▸ **Data to process**

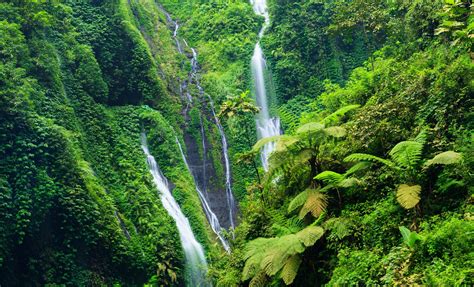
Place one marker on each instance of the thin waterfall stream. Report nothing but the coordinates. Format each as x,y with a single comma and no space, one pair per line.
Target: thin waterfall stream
199,166
212,218
267,126
196,265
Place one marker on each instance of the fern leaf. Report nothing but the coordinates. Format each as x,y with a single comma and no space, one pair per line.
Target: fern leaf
447,157
298,201
290,270
337,132
277,254
407,153
262,142
312,127
259,280
310,235
368,158
334,117
410,238
421,137
316,203
329,177
357,167
349,182
408,195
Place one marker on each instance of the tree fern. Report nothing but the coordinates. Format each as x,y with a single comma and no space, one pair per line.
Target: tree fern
445,158
407,154
298,201
288,117
368,158
259,280
329,177
310,235
262,142
357,167
290,270
272,255
316,203
336,131
334,117
408,195
410,238
312,127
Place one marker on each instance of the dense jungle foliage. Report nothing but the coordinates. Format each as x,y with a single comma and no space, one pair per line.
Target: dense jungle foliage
370,183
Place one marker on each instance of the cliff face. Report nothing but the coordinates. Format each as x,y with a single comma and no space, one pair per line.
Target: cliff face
78,203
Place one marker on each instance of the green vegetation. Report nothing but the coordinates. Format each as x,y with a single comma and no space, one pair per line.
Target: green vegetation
371,183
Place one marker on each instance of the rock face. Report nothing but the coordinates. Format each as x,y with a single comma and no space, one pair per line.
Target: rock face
202,166
203,135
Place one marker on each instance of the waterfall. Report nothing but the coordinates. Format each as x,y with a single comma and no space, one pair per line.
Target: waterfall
196,265
228,179
266,126
211,217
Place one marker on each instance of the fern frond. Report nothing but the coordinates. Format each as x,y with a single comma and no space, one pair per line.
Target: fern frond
357,167
334,117
407,153
255,246
340,227
310,235
368,158
276,256
315,204
349,182
409,237
421,137
312,127
259,280
337,131
288,117
262,142
298,201
329,177
290,270
445,158
408,195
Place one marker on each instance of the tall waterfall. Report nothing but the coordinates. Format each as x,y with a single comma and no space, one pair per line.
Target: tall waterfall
200,170
228,179
266,125
211,217
196,265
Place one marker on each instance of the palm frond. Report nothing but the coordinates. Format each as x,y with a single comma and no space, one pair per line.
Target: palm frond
355,157
408,195
445,158
407,153
290,269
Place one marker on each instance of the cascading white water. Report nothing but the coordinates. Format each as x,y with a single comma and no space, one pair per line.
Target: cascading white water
211,217
228,176
196,265
266,126
228,179
185,93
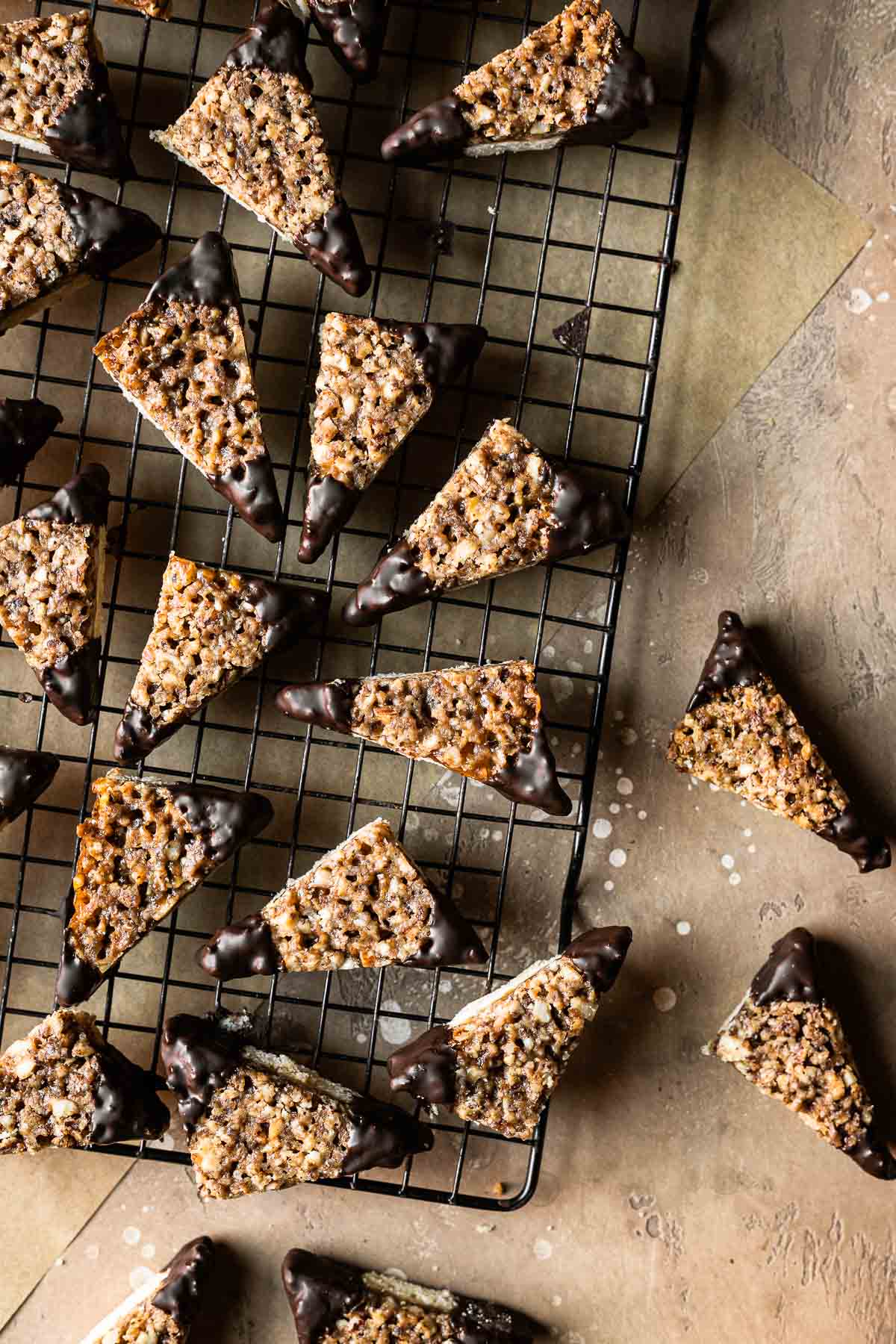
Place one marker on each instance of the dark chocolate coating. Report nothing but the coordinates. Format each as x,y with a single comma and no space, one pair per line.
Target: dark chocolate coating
196,1061
531,777
87,134
426,1068
790,974
186,1278
252,488
319,1290
328,507
73,685
324,703
849,835
354,30
127,1102
276,40
107,235
223,819
437,131
600,954
382,1136
245,948
334,246
84,499
585,517
25,428
395,584
206,277
23,779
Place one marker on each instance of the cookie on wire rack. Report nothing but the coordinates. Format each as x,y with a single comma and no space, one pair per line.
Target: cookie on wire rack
500,1060
741,735
788,1039
364,903
332,1301
63,1086
146,846
253,132
57,238
504,510
482,722
258,1121
181,361
376,382
211,628
52,566
573,81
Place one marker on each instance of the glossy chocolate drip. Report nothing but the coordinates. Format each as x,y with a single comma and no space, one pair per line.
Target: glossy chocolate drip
287,612
23,777
245,948
790,974
107,235
328,507
395,582
600,954
186,1277
222,818
127,1104
583,517
426,1068
252,488
444,349
334,246
732,662
73,685
84,499
196,1061
849,835
382,1136
452,940
874,1156
531,777
354,30
25,428
206,277
437,131
320,1290
326,703
626,96
277,40
87,132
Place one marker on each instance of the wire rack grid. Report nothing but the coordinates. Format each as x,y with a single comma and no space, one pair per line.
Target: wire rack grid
331,784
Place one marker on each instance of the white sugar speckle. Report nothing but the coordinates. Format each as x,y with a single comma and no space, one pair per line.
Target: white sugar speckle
395,1030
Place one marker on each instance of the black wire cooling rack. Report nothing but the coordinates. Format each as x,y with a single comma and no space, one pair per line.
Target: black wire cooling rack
328,785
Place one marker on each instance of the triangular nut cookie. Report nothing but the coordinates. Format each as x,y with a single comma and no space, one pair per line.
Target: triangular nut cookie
505,508
253,132
788,1039
573,81
375,385
211,628
482,722
741,734
181,361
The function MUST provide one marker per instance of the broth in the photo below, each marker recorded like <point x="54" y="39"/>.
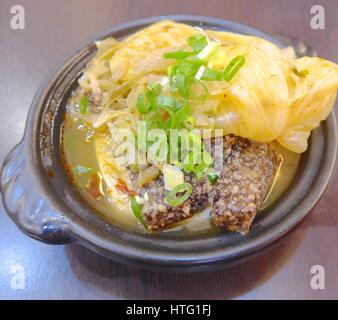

▸ **Work to be completed**
In the copy, keep every line of the data above exactly and drop each picture.

▸ **Answer for this exercise**
Place one marker on each instance of the thin waterfall stream. Report nothing but the coordinates. Format each as x,y with a single comma and no space, one pair per line.
Target: thin waterfall stream
199,166
212,218
267,126
196,265
Place one marker on each instance of the fern leaf. Report nothing but the coordinates. Format each as x,y with a single comma and no space, one pair per line.
Target: fern leaf
447,157
298,201
290,270
337,132
277,254
407,153
262,142
312,127
259,280
310,235
368,158
334,117
410,238
421,137
316,203
329,177
357,167
349,182
408,195
Place one marker on each instance of the tree fern. Report nothing but the coordinates. Format each as x,y with a single comma and no space, one pair per line.
Target: tree fern
445,158
407,154
298,201
288,117
368,158
259,280
329,177
310,235
262,142
357,167
290,270
272,255
316,203
336,131
334,117
408,195
410,238
312,127
Place one marker on each instance of the dense jungle foliage. Report nothing but the coordinates. Format each as x,y with a single comma and no space, one pair per line.
Target: dense jungle foliage
370,183
Place one marker on each instance of the cliff face. Report nothing but the coordinates. Format each as x,y with a single comma and no space, one pair per line.
Target: cliff face
78,203
Place one marker on each instance of the green vegetation. Report nothing but the coordinates. Format each as x,y with a single comma and no space, one pair per line.
Target: green vegetation
371,183
Place one marker on each instance of the rock face. Report nothing but the coordinates. Format each as x,y with a single comma and no space, one pair per line.
Target: rock face
202,166
203,135
Place one marker on each instance of the waterfall. Report nothing but the coordinates. Format each as x,y with a single comma and no space, one pair per line.
Target: waterfall
196,265
228,179
266,126
211,217
Place one marker on each instance of the fern frond. Report nothing but the coordinates. Format each as x,y with a single comma and no space, one pair per line.
Target: fern frond
357,167
334,117
407,153
255,246
340,227
310,235
368,158
276,256
315,204
349,182
409,237
421,137
312,127
259,280
337,131
288,117
262,142
298,201
329,177
290,270
445,158
408,195
Place one marker on each instance of the tall waterfall. Report nothing but the coordinates. Format each as x,y with a single comma and no space, one pair per line.
Target: tall waterfall
200,170
228,179
266,125
211,217
196,265
Place one marker on each instance of the palm frond. Report nothing but the coordinates. Format each as x,y with a single comma and no space, one pair per line.
Target: palm frond
355,157
408,195
445,158
407,153
290,269
Place one marker on each instance of the cascading white water. Report nothing but the coordinates. Format each as x,y with a single comma and no space, one pair per line.
Target: cascading white water
211,217
228,176
196,265
266,126
228,179
185,93
Place one marker on each instance of the dark chocolate coating. Report nothing but the coordinates. Format each as x,y with a single comma and no space, one pair per line.
Target: dark chocolate coating
196,1061
531,777
87,134
426,1068
790,974
186,1278
252,488
319,1290
328,507
73,685
324,703
849,835
354,30
127,1102
276,40
107,235
223,819
437,131
600,954
382,1136
245,948
334,246
84,499
585,517
25,428
395,584
206,277
23,779
Place one marker on each instance of the cookie on wire rack. Report nothing but the coordinates. Format each as x,y with a single comma and no space, one pair per line.
Target: cookie on wire rack
500,1060
741,735
788,1039
364,903
332,1301
63,1086
146,846
253,132
57,238
504,510
482,722
258,1121
181,361
376,382
211,628
52,566
573,81
Place one marker on each instance of the glossy chocolate drip. Report nothing but the coordinates. Format each as x,y with a single comma and no space, one pair per line.
Target: glossy chocolate drip
287,612
23,777
245,948
790,974
107,235
328,507
395,582
600,954
186,1277
222,818
127,1104
583,517
426,1068
252,488
444,349
334,246
732,662
73,685
84,499
196,1061
849,835
382,1136
452,940
874,1156
531,777
354,30
25,428
206,277
437,131
320,1290
326,703
626,96
277,40
87,132
Place one marker on each instance of the wire rack grid. Report nothing but the coordinates. Format each as x,y with a single comma and no space, one pair per line.
Target: wire rack grid
331,784
Place one marker on each instance of the white sugar speckle. Report nothing but the coordinates. Format each as x,y with a single comma and no space, one pair per line.
Target: white sugar speckle
395,1030
Place one marker on each instance of the black wire cooling rack. Report nothing but the coordinates. Format each as x,y with a single comma and no space, one pair per line.
Target: black wire cooling rack
328,785
Place one marker on each instance of the triangular nut cookie. Report nothing but the coordinates. Format each as x,y with a single comma and no space, one pair per line.
Target: triangular nut cookie
505,508
253,132
788,1039
573,81
375,385
211,628
482,722
741,734
181,361
The function MUST provide one marker per instance of the broth in the photo below, each marker recorded like <point x="54" y="39"/>.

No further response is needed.